◆ Passage ◆
____________________

# Help with Safestrap after flashing ICS Theory Alpha



## bink1r (Aug 3, 2011)

Hey guys, flashed ICS from Theory and did it flawlessly. Switched back and forth no problem. Then I pulled a rookie mistake. I was switching between Kinetix and ICS through Safestrap and decided that I was going to use Quick Toggle Safe System instead of Toggle Safe System. I can boot into ICS but when I try to go back to Kinetix, I'm stuck on the splash screen and it just boot loops. I tried flashing Kinetix again but Safestrap tells me that I safestrap has to be enabled. How do I do this? Has anyone else encountered this? I'm sure I can SBF or something out of this, but don't really want to. Any suggestions?


----------



## TheNeighbor (Nov 4, 2011)

It is my understanding quick toggle was designed only for emergencies. I've never had to use it. I suggest researching the actual thread for safestrap. I will take some time.

Sent from my DROID BIONIC using RootzWiki


----------



## levi2502 (Oct 16, 2011)

bink1r said:


> Hey guys, flashed ICS from Theory and did it flawlessly. Switched back and forth no problem. Then I pulled a rookie mistake. I was switching between Kinetix and ICS through Safestrap and decided that I was going to use Quick Toggle Safe System instead of Toggle Safe System. I can boot into ICS but when I try to go back to Kinetix, I'm stuck on the splash screen and it just boot loops. I tried flashing Kinetix again but Safestrap tells me that I safestrap has to be enabled. How do I do this? Has anyone else encountered this? I'm sure I can SBF or something out of this, but don't really want to. Any suggestions?


I did the same thing (i was having issues with switching back to nonsafe mode so i quick toggled it) I ended up having to go back down to 5.5.883 and re upgrading. Pain in the tushy but all was not lost. Hope you figure it out.


----------



## bink1r (Aug 3, 2011)

levi2502 said:


> I did the same thing (i was having issues with switching back to nonsafe mode so i quick toggled it) I ended up having to go back down to 5.5.883 and re upgrading. Pain in the tushy but all was not lost. Hope you figure it out.


So when you say all was not lost, do you mean you were able to get most of your data/files back after downgrading the radio?


----------



## levi2502 (Oct 16, 2011)

bink1r said:


> So when you say all was not lost, do you mean you were able to get most of your data/files back after downgrading the radio?


 I had backups in titanium (they were a little old but still had them) so i didnt really have issues. I've had to go back to factory settings twice since on ICS. One time the whole Applications Optimizing got hung up after a backup. Then a few days later i used that restore and it hung up again.


----------



## zachdroid (Sep 24, 2011)

____________________

◆ Records for the exercise ◆

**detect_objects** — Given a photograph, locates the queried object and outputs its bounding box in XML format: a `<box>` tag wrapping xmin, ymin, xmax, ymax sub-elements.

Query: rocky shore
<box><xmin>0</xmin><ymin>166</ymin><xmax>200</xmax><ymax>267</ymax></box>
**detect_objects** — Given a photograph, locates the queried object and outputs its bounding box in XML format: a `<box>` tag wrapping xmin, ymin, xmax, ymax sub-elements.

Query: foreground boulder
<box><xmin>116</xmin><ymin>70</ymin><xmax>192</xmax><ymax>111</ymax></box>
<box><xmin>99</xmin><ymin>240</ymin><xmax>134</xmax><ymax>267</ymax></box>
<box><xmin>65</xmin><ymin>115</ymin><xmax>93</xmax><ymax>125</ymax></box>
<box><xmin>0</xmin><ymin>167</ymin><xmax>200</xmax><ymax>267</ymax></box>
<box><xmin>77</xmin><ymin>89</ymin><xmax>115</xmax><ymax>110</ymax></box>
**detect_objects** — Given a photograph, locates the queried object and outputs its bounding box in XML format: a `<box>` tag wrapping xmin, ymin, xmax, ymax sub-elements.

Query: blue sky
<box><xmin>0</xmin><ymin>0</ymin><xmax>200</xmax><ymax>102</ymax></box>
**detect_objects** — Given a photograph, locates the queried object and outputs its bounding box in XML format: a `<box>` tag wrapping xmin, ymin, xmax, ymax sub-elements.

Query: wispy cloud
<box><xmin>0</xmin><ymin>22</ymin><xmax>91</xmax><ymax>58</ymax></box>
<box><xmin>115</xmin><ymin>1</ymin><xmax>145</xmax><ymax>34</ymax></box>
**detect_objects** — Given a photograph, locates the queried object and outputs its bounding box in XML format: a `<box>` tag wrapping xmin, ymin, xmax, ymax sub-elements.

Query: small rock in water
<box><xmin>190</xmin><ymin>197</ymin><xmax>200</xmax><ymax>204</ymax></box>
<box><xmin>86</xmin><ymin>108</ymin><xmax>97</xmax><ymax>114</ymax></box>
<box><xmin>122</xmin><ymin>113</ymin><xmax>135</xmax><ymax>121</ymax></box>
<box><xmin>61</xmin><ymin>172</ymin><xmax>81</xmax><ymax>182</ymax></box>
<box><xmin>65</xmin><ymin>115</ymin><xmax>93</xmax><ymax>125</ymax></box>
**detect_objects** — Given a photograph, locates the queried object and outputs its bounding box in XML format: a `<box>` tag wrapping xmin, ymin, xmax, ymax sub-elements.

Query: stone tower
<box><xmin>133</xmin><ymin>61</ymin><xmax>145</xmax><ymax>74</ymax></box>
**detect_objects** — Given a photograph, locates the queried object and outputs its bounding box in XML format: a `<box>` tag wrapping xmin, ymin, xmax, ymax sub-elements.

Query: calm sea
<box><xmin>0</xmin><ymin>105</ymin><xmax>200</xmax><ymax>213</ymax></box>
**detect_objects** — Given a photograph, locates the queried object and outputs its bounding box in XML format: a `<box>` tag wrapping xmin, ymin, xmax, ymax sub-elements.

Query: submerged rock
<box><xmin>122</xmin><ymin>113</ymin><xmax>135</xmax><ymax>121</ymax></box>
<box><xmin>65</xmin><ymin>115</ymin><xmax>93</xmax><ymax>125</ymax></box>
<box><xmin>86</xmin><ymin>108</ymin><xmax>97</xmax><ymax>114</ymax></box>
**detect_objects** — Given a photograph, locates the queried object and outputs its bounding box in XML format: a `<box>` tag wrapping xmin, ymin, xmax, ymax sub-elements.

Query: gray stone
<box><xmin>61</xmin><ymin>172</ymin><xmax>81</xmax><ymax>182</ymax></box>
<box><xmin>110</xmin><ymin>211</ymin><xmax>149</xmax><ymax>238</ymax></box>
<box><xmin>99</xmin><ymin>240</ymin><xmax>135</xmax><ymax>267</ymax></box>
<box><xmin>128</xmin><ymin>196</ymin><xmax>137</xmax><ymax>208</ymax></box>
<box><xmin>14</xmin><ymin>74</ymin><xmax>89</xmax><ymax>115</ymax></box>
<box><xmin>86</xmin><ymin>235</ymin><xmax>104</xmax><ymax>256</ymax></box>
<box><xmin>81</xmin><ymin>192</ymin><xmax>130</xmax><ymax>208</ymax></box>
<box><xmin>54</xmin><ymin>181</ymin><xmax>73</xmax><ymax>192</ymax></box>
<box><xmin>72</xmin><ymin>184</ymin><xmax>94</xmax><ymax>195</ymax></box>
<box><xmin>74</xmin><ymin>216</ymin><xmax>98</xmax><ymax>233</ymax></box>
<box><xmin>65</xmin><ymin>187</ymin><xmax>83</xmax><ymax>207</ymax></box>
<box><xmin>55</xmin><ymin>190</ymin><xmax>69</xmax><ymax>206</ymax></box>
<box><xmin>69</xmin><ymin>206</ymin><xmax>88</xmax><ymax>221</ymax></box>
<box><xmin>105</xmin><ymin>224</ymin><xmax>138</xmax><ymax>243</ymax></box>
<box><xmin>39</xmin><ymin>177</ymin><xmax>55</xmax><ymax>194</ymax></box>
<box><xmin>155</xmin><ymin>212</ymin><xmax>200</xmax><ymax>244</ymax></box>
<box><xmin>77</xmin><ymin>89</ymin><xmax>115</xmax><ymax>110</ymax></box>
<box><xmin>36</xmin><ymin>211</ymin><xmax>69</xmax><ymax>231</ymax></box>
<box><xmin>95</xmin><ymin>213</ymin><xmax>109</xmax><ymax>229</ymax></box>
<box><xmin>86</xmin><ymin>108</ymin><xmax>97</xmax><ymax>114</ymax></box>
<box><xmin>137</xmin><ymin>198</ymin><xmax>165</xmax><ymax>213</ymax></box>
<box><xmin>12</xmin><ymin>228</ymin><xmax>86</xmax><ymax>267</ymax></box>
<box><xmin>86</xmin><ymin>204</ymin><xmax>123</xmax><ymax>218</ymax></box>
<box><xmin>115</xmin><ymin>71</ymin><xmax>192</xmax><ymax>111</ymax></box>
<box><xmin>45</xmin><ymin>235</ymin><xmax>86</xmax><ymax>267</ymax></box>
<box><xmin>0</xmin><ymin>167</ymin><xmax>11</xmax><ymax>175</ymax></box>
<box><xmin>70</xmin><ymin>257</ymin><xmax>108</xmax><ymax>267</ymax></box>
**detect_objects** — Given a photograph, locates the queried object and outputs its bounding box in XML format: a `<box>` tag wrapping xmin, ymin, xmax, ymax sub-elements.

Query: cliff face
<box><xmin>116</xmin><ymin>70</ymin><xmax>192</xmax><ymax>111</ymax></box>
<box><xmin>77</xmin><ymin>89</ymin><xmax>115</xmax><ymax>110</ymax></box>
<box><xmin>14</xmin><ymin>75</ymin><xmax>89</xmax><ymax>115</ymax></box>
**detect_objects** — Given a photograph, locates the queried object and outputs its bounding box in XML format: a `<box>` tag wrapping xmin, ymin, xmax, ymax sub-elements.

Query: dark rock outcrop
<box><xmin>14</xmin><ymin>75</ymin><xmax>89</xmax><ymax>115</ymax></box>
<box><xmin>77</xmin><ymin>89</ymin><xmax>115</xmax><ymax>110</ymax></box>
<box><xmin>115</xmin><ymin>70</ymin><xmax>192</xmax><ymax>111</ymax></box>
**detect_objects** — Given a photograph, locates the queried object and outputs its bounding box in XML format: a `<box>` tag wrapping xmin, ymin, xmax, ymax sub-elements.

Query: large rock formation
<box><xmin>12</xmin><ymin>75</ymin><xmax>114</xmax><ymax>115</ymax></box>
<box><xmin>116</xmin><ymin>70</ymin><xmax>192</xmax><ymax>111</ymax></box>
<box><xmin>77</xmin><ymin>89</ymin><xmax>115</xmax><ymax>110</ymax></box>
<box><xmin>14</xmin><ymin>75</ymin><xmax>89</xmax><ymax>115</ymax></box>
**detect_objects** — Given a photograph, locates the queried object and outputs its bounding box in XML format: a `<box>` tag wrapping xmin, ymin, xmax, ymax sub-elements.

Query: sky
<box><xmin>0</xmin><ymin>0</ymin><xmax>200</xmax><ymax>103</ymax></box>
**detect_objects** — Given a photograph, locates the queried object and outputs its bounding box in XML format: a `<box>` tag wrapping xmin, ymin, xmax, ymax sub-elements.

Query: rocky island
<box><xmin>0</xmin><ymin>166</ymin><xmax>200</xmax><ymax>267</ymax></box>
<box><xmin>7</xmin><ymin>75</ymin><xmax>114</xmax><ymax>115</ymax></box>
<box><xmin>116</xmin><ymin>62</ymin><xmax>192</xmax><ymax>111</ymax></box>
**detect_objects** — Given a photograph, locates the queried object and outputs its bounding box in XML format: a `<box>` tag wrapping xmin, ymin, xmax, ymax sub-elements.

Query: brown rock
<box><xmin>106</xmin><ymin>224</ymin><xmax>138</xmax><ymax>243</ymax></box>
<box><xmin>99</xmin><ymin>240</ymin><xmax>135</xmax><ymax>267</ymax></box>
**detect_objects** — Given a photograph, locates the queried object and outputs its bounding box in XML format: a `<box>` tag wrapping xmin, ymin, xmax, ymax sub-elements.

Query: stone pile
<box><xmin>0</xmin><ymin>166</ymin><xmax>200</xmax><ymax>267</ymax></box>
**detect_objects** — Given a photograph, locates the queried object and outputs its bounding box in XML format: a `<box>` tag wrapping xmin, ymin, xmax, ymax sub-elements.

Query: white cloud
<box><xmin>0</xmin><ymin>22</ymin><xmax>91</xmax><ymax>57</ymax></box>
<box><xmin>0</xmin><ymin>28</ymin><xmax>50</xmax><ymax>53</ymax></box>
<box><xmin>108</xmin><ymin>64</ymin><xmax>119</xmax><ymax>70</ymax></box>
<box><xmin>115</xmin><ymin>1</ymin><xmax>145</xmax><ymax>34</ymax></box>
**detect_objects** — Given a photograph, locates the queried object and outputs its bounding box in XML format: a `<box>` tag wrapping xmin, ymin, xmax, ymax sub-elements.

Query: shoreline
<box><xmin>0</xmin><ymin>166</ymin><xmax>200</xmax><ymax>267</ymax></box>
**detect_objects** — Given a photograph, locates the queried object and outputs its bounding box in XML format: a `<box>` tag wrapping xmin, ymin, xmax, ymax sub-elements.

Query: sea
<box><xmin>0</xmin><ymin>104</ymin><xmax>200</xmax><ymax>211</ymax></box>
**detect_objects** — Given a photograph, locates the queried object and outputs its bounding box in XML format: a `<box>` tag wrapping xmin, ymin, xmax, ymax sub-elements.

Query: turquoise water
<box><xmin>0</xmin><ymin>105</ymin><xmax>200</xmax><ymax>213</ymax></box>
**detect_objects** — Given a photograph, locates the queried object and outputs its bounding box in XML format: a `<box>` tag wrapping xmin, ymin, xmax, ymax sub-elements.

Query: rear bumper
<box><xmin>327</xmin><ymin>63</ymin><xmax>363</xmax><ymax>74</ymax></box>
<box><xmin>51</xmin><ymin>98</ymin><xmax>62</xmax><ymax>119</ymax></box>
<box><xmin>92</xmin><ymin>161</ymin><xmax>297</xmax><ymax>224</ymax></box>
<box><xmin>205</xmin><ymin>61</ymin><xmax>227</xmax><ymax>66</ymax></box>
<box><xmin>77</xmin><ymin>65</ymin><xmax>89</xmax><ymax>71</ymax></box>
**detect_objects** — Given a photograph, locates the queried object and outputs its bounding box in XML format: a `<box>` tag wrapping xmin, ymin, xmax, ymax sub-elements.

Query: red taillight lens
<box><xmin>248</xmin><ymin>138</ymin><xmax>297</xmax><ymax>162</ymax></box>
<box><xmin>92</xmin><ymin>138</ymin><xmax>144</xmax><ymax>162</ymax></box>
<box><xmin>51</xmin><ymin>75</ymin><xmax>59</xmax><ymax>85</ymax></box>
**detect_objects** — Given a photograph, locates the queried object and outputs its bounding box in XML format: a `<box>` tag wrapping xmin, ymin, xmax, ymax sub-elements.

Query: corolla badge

____________________

◆ Exercise requirements ◆
• A. Pull out every line of the records that contains the word "rocky".
• B. Extend the Safestrap forum thread, starting after the point where it stops.
The Safestrap forum thread has no connection to the records.

◆ Responses to the exercise ◆
• A.
Query: rocky shore
Query: rocky island

• B.
Have you tried uninstalling and reinstalling the safestrap app and recovery? The data should still be there for when you reload I imagine

Sent from my Galaxy Nexus using RootzWiki


----------



## bink1r (Aug 3, 2011)

zachdroid said:


> Have you tried uninstalling and reinstalling the safestrap app and recovery? The data should still be there for when you reload I imagine
> 
> Sent from my Galaxy Nexus using RootzWiki


Thanks Zach, I'll give that a try. The RSD isn't working for me. I get the following message: Please check input file. Either XML format is wrong or image files associated with it are missing.


----------



## bink1r (Aug 3, 2011)

OK FAILED again. Does anyone know if you can flash a ROM over your "Safe" back up? I don't care about the data at this point. I still able to boot into ICS just not the other ROM? Can it be done through SafeStrap? 
In addition since RSD isn't working for me is there a link for ADB instructions to go back to factory? That may work for me? Sorry if I'm asking about something that's already been posted. I've red through a lot of links and am pretty much stuck. FLAME ON, if you will.


----------



## levi2502 (Oct 16, 2011)

bink1r said:


> OK FAILED again. Does anyone know if you can flash a ROM over your "Safe" back up? I don't care about the data at this point. I still able to boot into ICS just not the other ROM? Can it be done through SafeStrap?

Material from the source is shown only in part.